• [DATASET]
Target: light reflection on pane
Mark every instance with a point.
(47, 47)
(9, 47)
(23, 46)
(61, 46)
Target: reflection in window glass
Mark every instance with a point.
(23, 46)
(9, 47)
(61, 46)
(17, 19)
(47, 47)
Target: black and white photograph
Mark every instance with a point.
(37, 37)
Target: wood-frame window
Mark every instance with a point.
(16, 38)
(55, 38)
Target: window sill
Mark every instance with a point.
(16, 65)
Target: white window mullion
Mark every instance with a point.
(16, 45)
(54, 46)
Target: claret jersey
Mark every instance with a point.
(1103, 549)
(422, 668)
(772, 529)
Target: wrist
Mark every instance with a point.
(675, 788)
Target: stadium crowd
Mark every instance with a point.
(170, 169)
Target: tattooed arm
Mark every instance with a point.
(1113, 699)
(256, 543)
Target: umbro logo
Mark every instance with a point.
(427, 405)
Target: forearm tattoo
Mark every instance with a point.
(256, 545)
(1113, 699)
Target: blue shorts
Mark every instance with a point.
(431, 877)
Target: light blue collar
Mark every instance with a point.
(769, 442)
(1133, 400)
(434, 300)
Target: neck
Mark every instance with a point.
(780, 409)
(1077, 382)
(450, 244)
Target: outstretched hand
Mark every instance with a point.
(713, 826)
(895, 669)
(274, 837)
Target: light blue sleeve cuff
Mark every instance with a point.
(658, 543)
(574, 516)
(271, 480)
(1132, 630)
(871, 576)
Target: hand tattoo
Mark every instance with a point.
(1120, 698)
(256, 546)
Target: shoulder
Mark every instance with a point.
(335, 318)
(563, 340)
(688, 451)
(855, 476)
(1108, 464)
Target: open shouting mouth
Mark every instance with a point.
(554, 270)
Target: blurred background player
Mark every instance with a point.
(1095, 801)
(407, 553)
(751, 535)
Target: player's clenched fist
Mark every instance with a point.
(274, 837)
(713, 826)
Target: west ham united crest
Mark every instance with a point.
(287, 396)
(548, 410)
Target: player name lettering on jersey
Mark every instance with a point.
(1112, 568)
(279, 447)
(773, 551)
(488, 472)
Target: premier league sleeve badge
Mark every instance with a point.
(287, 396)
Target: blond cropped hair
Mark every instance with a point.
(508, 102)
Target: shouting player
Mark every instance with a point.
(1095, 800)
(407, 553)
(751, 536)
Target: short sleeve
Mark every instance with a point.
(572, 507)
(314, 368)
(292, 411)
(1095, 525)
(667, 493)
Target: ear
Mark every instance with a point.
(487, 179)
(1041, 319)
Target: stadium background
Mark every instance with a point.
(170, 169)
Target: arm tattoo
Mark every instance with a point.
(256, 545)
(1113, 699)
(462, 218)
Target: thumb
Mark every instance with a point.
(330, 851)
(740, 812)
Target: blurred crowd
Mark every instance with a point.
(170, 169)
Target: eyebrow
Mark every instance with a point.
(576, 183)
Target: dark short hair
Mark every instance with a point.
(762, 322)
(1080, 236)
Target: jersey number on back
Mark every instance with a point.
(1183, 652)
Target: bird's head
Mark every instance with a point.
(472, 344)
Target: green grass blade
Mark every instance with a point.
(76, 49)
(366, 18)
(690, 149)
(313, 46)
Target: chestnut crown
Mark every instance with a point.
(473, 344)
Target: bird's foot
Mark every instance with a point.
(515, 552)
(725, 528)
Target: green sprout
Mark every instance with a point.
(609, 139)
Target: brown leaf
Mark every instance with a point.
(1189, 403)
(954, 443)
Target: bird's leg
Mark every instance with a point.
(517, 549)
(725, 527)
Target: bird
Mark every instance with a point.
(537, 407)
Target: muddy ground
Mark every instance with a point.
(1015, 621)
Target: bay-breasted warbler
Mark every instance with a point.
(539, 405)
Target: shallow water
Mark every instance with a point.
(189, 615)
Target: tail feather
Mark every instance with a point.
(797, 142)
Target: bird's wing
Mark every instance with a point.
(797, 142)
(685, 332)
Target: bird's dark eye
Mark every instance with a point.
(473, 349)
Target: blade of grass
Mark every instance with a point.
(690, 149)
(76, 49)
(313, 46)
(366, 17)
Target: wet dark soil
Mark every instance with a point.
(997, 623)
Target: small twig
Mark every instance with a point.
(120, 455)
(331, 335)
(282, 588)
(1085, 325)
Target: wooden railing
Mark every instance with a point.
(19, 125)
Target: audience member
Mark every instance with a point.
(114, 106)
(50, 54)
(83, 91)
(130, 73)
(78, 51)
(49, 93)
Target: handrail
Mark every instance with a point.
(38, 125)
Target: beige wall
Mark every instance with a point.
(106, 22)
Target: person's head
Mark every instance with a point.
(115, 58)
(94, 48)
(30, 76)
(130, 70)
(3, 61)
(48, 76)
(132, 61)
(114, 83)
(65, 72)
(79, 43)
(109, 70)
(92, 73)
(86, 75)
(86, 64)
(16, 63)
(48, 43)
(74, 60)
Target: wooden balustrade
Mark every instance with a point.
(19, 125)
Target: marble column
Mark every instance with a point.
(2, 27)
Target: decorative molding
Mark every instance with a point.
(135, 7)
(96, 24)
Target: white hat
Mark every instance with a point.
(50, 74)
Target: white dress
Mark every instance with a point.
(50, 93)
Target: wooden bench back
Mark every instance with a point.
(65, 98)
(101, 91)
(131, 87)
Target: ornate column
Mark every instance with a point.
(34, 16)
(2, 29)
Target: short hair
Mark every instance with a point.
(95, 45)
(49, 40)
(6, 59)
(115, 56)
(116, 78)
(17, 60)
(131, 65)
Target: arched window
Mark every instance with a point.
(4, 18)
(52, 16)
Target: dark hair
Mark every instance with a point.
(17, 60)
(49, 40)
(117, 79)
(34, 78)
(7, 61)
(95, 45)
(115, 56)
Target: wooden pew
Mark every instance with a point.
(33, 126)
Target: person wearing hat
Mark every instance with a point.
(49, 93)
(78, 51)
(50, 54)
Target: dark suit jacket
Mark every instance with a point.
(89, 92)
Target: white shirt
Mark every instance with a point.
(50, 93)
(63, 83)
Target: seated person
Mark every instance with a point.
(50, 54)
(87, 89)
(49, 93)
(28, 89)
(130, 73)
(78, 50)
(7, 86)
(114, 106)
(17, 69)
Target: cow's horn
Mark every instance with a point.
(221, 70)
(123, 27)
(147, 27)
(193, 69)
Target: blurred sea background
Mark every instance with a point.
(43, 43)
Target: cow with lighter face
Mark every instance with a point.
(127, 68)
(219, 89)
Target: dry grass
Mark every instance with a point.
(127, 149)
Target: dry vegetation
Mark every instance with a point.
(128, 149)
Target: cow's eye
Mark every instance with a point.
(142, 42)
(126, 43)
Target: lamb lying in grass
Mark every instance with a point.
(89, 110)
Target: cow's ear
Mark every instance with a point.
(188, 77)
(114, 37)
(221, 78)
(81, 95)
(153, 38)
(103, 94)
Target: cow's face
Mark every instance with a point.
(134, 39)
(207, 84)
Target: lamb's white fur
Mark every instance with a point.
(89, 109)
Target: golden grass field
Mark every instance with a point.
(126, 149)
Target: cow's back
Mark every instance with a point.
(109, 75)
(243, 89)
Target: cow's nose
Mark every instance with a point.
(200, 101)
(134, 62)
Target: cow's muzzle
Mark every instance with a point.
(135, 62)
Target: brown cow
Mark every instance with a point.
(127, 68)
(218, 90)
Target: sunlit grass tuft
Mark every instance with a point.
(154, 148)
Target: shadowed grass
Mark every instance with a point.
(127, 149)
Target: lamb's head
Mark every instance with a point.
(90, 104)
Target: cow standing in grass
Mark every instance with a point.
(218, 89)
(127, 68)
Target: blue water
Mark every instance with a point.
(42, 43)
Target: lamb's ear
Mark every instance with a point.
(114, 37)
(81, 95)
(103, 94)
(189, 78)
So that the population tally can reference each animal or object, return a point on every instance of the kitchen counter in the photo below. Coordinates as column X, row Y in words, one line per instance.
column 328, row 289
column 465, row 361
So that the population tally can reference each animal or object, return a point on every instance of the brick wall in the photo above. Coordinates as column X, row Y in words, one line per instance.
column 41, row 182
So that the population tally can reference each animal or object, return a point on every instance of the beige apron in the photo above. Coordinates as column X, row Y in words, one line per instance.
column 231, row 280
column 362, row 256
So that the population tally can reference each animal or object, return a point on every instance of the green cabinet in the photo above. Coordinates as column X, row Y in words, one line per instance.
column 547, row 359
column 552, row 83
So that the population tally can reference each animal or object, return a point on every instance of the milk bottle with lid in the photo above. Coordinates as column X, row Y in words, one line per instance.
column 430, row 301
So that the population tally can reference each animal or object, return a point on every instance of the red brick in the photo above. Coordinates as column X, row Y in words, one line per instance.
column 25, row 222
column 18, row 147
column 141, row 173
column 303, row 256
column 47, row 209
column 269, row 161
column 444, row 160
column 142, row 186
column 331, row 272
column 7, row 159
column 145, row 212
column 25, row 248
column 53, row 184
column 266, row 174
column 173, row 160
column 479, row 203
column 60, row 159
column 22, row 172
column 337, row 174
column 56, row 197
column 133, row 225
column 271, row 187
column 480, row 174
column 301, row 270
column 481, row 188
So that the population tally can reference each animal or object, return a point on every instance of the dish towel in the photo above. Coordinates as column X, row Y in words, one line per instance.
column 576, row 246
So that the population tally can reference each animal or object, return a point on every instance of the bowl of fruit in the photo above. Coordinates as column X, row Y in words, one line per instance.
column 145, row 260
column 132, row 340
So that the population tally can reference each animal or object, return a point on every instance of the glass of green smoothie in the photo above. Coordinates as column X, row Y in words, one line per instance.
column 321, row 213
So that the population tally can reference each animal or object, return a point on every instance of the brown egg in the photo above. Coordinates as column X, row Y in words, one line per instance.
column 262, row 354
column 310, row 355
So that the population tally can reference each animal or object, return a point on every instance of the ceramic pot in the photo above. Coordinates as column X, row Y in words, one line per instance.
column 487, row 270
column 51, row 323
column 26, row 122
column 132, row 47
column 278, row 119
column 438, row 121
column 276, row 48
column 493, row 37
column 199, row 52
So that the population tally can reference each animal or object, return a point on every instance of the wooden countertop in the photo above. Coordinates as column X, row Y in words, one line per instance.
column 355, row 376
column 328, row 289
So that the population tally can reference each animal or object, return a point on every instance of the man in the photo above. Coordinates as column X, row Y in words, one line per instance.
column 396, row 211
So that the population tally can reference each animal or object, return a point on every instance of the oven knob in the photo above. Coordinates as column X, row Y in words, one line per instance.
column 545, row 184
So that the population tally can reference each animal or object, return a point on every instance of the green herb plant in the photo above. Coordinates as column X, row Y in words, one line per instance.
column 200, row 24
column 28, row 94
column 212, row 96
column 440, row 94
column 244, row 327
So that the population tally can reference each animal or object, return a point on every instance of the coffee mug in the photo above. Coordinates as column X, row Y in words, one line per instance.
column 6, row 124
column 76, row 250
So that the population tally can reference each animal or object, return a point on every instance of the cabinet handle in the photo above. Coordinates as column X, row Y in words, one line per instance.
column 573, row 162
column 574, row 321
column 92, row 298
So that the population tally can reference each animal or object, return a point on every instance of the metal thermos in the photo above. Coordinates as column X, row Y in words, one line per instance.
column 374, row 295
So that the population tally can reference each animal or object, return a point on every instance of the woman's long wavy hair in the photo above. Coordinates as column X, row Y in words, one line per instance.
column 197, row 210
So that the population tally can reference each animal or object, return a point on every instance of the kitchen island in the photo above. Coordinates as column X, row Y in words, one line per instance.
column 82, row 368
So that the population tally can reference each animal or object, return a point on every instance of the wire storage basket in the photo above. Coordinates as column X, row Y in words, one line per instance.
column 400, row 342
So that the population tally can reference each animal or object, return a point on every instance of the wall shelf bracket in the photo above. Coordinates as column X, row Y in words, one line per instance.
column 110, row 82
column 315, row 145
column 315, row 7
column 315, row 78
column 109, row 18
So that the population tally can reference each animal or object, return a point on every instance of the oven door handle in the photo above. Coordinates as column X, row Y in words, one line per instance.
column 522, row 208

• [PROBLEM DESCRIPTION]
Give every line of the material that includes the string "water".

• [OUTPUT]
Target: shallow water
Target: blue water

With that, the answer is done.